[START OF GIVEN INFORMATION]
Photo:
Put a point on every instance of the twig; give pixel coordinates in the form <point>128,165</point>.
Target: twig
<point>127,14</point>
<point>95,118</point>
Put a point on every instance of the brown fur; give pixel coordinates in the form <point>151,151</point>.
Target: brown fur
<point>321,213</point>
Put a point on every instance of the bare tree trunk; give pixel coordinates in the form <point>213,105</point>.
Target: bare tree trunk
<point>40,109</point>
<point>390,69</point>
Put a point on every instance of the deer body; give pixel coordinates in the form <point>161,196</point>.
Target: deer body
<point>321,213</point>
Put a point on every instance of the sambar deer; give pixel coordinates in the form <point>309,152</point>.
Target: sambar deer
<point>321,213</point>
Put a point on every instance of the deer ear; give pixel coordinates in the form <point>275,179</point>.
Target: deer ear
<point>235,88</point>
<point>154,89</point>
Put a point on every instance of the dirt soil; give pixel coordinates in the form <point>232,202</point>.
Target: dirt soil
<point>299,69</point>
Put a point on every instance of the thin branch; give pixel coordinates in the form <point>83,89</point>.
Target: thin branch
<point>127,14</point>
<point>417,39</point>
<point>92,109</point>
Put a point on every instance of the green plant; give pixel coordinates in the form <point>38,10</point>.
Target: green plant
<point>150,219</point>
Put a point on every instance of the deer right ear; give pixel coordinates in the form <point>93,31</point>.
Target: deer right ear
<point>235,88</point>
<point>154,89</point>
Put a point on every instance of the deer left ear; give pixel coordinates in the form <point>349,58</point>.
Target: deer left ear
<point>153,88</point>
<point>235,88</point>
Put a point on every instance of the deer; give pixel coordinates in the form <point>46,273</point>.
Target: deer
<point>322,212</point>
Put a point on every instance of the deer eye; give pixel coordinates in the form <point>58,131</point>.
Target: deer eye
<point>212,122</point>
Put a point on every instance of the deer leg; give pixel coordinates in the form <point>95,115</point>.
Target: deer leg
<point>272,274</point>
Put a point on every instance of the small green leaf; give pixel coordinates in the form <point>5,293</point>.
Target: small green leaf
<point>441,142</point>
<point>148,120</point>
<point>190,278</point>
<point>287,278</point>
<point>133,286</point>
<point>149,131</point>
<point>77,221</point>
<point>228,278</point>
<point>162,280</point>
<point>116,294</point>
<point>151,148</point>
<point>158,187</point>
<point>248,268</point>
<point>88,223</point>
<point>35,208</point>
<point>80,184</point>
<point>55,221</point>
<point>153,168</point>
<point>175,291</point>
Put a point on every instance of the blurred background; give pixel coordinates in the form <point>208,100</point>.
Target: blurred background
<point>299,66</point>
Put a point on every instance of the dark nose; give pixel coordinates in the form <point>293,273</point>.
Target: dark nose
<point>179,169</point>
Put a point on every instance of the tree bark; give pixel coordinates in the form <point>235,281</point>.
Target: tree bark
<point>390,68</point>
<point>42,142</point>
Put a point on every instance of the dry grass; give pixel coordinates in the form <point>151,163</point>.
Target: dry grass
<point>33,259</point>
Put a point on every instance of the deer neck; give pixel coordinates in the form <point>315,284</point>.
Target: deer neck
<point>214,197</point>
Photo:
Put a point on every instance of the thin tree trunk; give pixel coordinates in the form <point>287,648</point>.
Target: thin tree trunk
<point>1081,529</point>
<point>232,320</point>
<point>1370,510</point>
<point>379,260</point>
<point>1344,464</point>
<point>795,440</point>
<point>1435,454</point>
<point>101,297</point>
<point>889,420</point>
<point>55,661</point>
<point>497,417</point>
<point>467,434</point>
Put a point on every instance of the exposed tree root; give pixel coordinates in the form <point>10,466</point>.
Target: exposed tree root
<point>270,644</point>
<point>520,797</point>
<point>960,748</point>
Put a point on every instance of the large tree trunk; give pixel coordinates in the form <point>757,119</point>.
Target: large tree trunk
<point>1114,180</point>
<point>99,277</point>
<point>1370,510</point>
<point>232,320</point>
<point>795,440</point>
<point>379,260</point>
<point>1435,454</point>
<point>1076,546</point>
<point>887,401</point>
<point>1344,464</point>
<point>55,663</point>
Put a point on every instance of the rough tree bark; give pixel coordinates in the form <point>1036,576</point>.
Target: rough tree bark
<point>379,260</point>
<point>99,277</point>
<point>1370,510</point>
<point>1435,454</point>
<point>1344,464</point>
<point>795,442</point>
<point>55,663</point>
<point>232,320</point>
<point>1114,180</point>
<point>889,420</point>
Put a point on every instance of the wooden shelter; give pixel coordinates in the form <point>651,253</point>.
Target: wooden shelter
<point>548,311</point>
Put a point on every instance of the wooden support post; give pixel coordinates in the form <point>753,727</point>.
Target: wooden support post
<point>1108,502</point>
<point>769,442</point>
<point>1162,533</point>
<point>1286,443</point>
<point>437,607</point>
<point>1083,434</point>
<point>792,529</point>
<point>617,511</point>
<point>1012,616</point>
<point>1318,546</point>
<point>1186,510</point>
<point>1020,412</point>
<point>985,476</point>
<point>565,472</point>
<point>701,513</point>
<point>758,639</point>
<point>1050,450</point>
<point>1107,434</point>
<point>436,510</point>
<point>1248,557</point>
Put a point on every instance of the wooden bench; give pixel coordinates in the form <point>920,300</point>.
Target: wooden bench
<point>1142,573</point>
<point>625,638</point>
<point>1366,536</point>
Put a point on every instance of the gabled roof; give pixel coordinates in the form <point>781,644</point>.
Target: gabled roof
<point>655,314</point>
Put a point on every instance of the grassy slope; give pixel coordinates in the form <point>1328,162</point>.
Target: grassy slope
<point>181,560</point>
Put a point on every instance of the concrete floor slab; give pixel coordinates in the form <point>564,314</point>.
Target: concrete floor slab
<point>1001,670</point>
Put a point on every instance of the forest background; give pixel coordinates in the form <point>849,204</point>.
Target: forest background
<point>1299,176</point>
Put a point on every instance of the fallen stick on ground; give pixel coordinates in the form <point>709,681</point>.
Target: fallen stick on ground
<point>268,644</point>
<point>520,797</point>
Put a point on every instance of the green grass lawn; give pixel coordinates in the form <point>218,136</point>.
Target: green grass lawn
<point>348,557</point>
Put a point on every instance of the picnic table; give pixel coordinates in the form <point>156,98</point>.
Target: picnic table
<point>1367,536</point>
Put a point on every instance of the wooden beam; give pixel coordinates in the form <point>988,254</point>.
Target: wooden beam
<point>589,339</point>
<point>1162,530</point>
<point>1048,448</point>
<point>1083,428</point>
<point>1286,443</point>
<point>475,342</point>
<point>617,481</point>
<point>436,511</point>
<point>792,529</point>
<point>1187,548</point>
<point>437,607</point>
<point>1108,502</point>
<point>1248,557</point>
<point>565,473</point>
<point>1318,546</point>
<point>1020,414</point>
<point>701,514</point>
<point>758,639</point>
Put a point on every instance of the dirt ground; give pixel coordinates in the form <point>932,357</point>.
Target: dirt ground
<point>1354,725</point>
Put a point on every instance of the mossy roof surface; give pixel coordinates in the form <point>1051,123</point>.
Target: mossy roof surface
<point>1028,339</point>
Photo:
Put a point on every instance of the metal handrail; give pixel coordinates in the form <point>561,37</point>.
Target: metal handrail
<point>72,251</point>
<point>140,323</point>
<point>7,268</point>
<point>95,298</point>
[END OF GIVEN INFORMATION]
__PROBLEM__
Reproduce every line of the material above without any change.

__CORRECT OUTPUT__
Photo:
Put a point on every instance of the twig; give pixel coordinates in the form <point>128,165</point>.
Target: twig
<point>127,14</point>
<point>95,118</point>
Put a point on every instance of the brown fur; give pixel coordinates in the form <point>151,151</point>.
Target: brown fur
<point>321,213</point>
Put a point on every instance of the bare tree trunk; give pixel coordinates in the form <point>213,105</point>.
Target: bare tree trunk
<point>40,109</point>
<point>390,69</point>
Put a point on every instance of the deer body; give pixel coordinates in the form <point>161,196</point>.
Target: deer body
<point>321,213</point>
Put a point on every instance of the sambar deer; give pixel coordinates in the form <point>309,152</point>.
Target: sambar deer
<point>321,213</point>
Put a point on every instance of the deer ear; give pixel coordinates in the form <point>275,179</point>.
Target: deer ear
<point>235,88</point>
<point>154,89</point>
Put a point on every instance of the dirt soil; give pixel coordinates in the form <point>232,202</point>.
Target: dirt soil
<point>299,69</point>
Put a point on every instance of the thin branch; give pixel coordinates in the form <point>83,89</point>.
Target: thin branch
<point>127,14</point>
<point>417,39</point>
<point>92,109</point>
Put a point on every instance of the green plant; give pixel coordinates in the form <point>38,10</point>.
Target: green plant
<point>150,219</point>
Put a point on every instance of the deer right ear; give pixel coordinates in the form <point>93,31</point>.
Target: deer right ear
<point>235,88</point>
<point>154,89</point>
Put a point on every instance of the deer left ear; give pixel coordinates in the form <point>349,58</point>.
Target: deer left ear
<point>153,88</point>
<point>235,88</point>
Put a point on every instance of the deer; give pixel coordinates in the form <point>46,273</point>.
Target: deer
<point>322,212</point>
Put a point on every instance of the deer eye; give pixel coordinates in the form <point>58,131</point>.
Target: deer eye
<point>212,122</point>
Put a point on every instance of the deer leg; give pixel coordinates in the form <point>95,115</point>.
Target: deer leg
<point>272,274</point>
Put a point on every instance of the small green leaf; give pixel coordinates in the form <point>5,293</point>.
Target: small green leaf
<point>441,142</point>
<point>148,120</point>
<point>190,278</point>
<point>287,278</point>
<point>133,286</point>
<point>149,131</point>
<point>77,221</point>
<point>228,278</point>
<point>162,280</point>
<point>116,294</point>
<point>151,148</point>
<point>158,187</point>
<point>248,268</point>
<point>88,223</point>
<point>35,208</point>
<point>80,184</point>
<point>55,221</point>
<point>153,168</point>
<point>175,291</point>
Put a point on every instance of the blurred background; give pixel coordinates in the form <point>208,100</point>.
Target: blurred background
<point>299,66</point>
Put a point on every instance of the dark nose; give pixel coordinates in the form <point>293,273</point>.
Target: dark nose
<point>179,169</point>
Put a point on every instance of the tree bark; give pixel coordinates in the form <point>235,281</point>.
Target: tree bark
<point>390,68</point>
<point>42,142</point>
Put a point on every instance of the dry grass; give pixel coordinates in the form <point>151,163</point>.
Target: dry grass
<point>33,259</point>
Put a point on every instance of the deer neck; give pixel coordinates in the form <point>315,284</point>.
Target: deer neck
<point>214,197</point>
Photo:
Put a point on every instance of the thin tree trunk; give pixel coordinates in the form <point>287,648</point>.
Target: thin tree trunk
<point>1081,529</point>
<point>232,320</point>
<point>1370,510</point>
<point>379,260</point>
<point>1344,464</point>
<point>795,440</point>
<point>1435,454</point>
<point>101,297</point>
<point>889,420</point>
<point>55,661</point>
<point>497,417</point>
<point>467,434</point>
Put a point on every instance of the exposed tree root; give pixel coordinates in the form <point>10,466</point>.
Target: exposed tree root
<point>270,644</point>
<point>520,797</point>
<point>960,748</point>
Put a point on every instance of the large tree trunk; give pixel coordinates in the form <point>757,119</point>.
Target: large tree trunk
<point>1114,180</point>
<point>99,277</point>
<point>1370,510</point>
<point>232,320</point>
<point>795,440</point>
<point>379,260</point>
<point>1435,454</point>
<point>1076,546</point>
<point>887,401</point>
<point>1344,464</point>
<point>55,663</point>
Put a point on every instance of the rough tree bark; give pixel coordinates in the form <point>1036,576</point>.
Target: rough tree bark
<point>379,260</point>
<point>99,277</point>
<point>1370,510</point>
<point>1435,454</point>
<point>1344,464</point>
<point>795,442</point>
<point>55,663</point>
<point>232,320</point>
<point>1114,180</point>
<point>889,420</point>
Put a point on every instance of the wooden shelter; give pixel coordinates in the form <point>651,253</point>.
Target: wooden shelter
<point>548,311</point>
Put a point on every instance of the wooden support post; give pixel coordinates in the form <point>753,727</point>.
Target: wooden support post
<point>1108,502</point>
<point>769,442</point>
<point>1162,533</point>
<point>1286,443</point>
<point>437,607</point>
<point>1083,434</point>
<point>792,529</point>
<point>617,511</point>
<point>1012,616</point>
<point>1318,546</point>
<point>1186,510</point>
<point>1020,412</point>
<point>985,476</point>
<point>565,472</point>
<point>701,513</point>
<point>758,639</point>
<point>1050,450</point>
<point>1107,434</point>
<point>436,510</point>
<point>1248,557</point>
Put a point on every instance of the wooden bench; give pixel coordinates in the form <point>920,300</point>.
Target: wooden bench
<point>1142,573</point>
<point>625,638</point>
<point>1366,536</point>
Put a point on every instance of the gabled roof; give pixel coordinates in the form <point>781,644</point>.
Target: gabled roof
<point>655,314</point>
Put a point on every instance of the grassy slope; give pixel coordinates in the form <point>1328,162</point>.
Target: grassy slope
<point>181,560</point>
Put a point on every instance of the concrete floor slab; give pixel coordinates in the form <point>564,314</point>.
Target: concrete floor slab
<point>1001,670</point>
Put a point on every instance of the forest background; give pixel coordinates in the form <point>849,204</point>.
Target: forest background
<point>1299,176</point>
Put a point on every instance of the fallen stick on ground; give pixel coordinates in the form <point>709,681</point>.
Target: fallen stick on ground
<point>268,644</point>
<point>520,797</point>
Put a point on every instance of the green grass lawn; give pixel coordinates in the form <point>218,136</point>.
Target: green grass lawn
<point>348,557</point>
Put a point on every instance of the picnic table; give pixel coordinates in the form <point>156,98</point>.
Target: picnic table
<point>1367,536</point>
Put a point on every instance of the wooden beam; give pixel coordinates in the form <point>988,254</point>.
Target: wooden beam
<point>589,339</point>
<point>1162,530</point>
<point>1048,448</point>
<point>1083,428</point>
<point>1286,443</point>
<point>475,342</point>
<point>617,481</point>
<point>436,511</point>
<point>792,529</point>
<point>1187,548</point>
<point>437,607</point>
<point>1108,502</point>
<point>1248,557</point>
<point>565,473</point>
<point>1318,546</point>
<point>1020,414</point>
<point>701,514</point>
<point>758,639</point>
Put a point on every instance of the dirt ground; give pixel coordinates in the form <point>932,357</point>.
Target: dirt ground
<point>1354,725</point>
Put a point on every instance of the mossy roof surface; give pixel coordinates in the form <point>1051,123</point>.
Target: mossy roof surface
<point>1028,339</point>
Photo:
Put a point on every instance of the metal handrail; give pixel coordinates in the form <point>561,37</point>.
Target: metal handrail
<point>72,251</point>
<point>140,323</point>
<point>7,268</point>
<point>95,298</point>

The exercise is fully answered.